### STORED DATA

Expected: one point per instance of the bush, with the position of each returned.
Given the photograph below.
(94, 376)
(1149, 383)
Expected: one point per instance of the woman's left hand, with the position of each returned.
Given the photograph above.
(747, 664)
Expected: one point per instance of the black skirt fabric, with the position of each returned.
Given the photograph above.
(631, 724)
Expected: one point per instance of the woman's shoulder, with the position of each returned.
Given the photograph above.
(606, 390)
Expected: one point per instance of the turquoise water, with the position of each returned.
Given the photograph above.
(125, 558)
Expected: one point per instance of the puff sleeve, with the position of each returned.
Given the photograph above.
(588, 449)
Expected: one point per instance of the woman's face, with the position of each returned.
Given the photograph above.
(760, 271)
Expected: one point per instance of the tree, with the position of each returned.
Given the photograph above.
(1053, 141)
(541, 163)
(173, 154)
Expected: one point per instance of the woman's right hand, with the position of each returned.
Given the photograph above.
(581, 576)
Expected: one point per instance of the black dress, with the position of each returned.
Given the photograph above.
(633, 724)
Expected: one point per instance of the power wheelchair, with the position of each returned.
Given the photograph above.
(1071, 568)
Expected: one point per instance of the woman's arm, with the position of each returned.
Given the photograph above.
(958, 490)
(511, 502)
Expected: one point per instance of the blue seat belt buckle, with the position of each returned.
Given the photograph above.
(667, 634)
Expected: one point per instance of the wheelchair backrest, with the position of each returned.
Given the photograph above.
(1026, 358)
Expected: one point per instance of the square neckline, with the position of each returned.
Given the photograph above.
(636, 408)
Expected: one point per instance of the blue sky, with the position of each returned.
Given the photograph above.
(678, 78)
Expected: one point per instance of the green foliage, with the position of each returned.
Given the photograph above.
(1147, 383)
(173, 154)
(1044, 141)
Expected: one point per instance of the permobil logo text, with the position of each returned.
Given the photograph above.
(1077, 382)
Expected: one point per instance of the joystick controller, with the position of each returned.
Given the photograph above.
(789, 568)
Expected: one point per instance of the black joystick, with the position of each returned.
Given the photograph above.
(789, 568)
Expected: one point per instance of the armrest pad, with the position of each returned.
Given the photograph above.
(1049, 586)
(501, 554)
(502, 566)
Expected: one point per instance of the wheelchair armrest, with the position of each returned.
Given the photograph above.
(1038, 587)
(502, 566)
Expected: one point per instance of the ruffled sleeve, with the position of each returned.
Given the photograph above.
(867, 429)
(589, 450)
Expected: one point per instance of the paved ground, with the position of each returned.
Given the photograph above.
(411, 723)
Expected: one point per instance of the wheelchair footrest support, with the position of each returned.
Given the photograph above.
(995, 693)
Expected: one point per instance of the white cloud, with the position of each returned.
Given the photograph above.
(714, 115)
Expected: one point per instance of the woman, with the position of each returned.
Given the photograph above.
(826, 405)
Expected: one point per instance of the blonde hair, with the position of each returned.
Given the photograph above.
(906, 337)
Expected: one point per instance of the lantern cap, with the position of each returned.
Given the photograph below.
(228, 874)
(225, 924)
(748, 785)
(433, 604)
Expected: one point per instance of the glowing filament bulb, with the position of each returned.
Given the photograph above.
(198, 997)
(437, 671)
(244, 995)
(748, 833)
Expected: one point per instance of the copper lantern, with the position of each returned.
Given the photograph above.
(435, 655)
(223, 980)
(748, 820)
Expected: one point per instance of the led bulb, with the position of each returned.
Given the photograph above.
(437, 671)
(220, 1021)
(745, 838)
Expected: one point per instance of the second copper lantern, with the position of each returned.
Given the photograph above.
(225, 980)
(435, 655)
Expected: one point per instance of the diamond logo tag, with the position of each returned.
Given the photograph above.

######

Return every line of the items above verbatim, from the first to the last.

▶ [SOLUTION FOR THIS PROBLEM]:
Expected: one point per instance of the bush, with the position of each returned.
Given the photograph below.
(94, 376)
(1149, 383)
Expected: one point per instance of the woman's left hand, with the position of each returned.
Given the photograph above.
(747, 664)
Expected: one point per instance of the black skirt fabric, with the position of each returned.
Given the photograph above.
(631, 724)
Expected: one point per instance of the woman's shoulder, with the position of each returned.
Given the photograph above.
(606, 390)
Expected: one point per instance of the turquoise water, with the position of each returned.
Given the photograph above.
(125, 558)
Expected: one point per instance of the puff sleeve, with the position of each returned.
Given the photograph above.
(588, 449)
Expected: one point per instance of the woman's face, with the position of each returned.
Given the photograph above.
(760, 271)
Expected: one point per instance of the tree, with the position of each returned.
Given the photograph above.
(1053, 141)
(541, 163)
(173, 154)
Expected: one point per instance of the woman's right hand, with the position of each returned.
Given the photograph above.
(581, 576)
Expected: one point per instance of the black dress, with the position of each returned.
Given the photograph above.
(633, 724)
Expected: one point per instance of the power wheelchair, with the position of each returned.
Given the photograph above.
(1071, 568)
Expected: one point per instance of the woman's arm, with the position of each returned.
Given the photograph above.
(958, 490)
(511, 502)
Expected: one point per instance of the blue seat belt buckle, with the position of each returned.
Given the photograph above.
(667, 634)
Expected: one point per instance of the wheelchair backrest, with the position of each returned.
Given the photograph above.
(1026, 358)
Expected: one point per instance of the square neckline, with the position of each returned.
Given the photograph above.
(636, 408)
Expected: one point per instance of the blue sky, with the position of each returned.
Given the photograph above.
(678, 78)
Expected: one point per instance of the green foliage, with the position of each returned.
Given the photograph above.
(1147, 383)
(173, 154)
(1044, 141)
Expected: one point per instance of the permobil logo text, with the position of each returned.
Given the photograph above.
(1077, 382)
Expected: one point per instance of the joystick controller, with the position of each returned.
Given the photograph above.
(789, 568)
Expected: one point per instance of the black joystick, with the position of each returned.
Given the photograph above.
(789, 568)
Expected: one point per instance of the armrest pad, with the position of each returned.
Given the photograph above.
(1049, 586)
(501, 554)
(502, 566)
Expected: one point per instance of the wheelchair armrest, with the position of each returned.
Given the photograph above.
(1038, 587)
(502, 566)
Expected: one point per instance of the ruffled sleeve, with the position of each returned.
Given the photograph above.
(867, 429)
(589, 450)
Expected: one point per instance of the paved ground, with the position of each returned.
Given the photograph above.
(411, 723)
Expected: one point per instance of the wheelchair footrest support, with the position of each returned.
Given the photograph above.
(995, 693)
Expected: one point per instance of the white cloud, with the position of each returned.
Given the photograph above.
(714, 115)
Expected: one point per instance of the woman, with the position of each returned.
Given the photograph above.
(826, 405)
Expected: one point per instance of the blonde hair, with the position of each returned.
Given the photograph above.
(906, 337)
Expected: one point per instance of the lantern cap, with the position of each returned.
Given the photograph below.
(228, 874)
(225, 924)
(748, 785)
(433, 604)
Expected: one point per instance of the glowing filament bulb, with the position of each returned.
Given the photograph above.
(198, 997)
(437, 671)
(244, 995)
(748, 833)
Expected: one point per instance of the copper lantern, with the position of each returned.
Given the photograph above.
(435, 655)
(223, 980)
(748, 820)
Expected: one point per instance of the led bulb, with the position of each returned.
Given the photograph above.
(437, 671)
(220, 1021)
(745, 838)
Expected: one point per instance of the second copper lantern, with the position of each returned.
Given the photograph above.
(225, 980)
(435, 655)
Expected: one point per instance of the diamond logo tag, with the position of each returned.
Given the photograph above.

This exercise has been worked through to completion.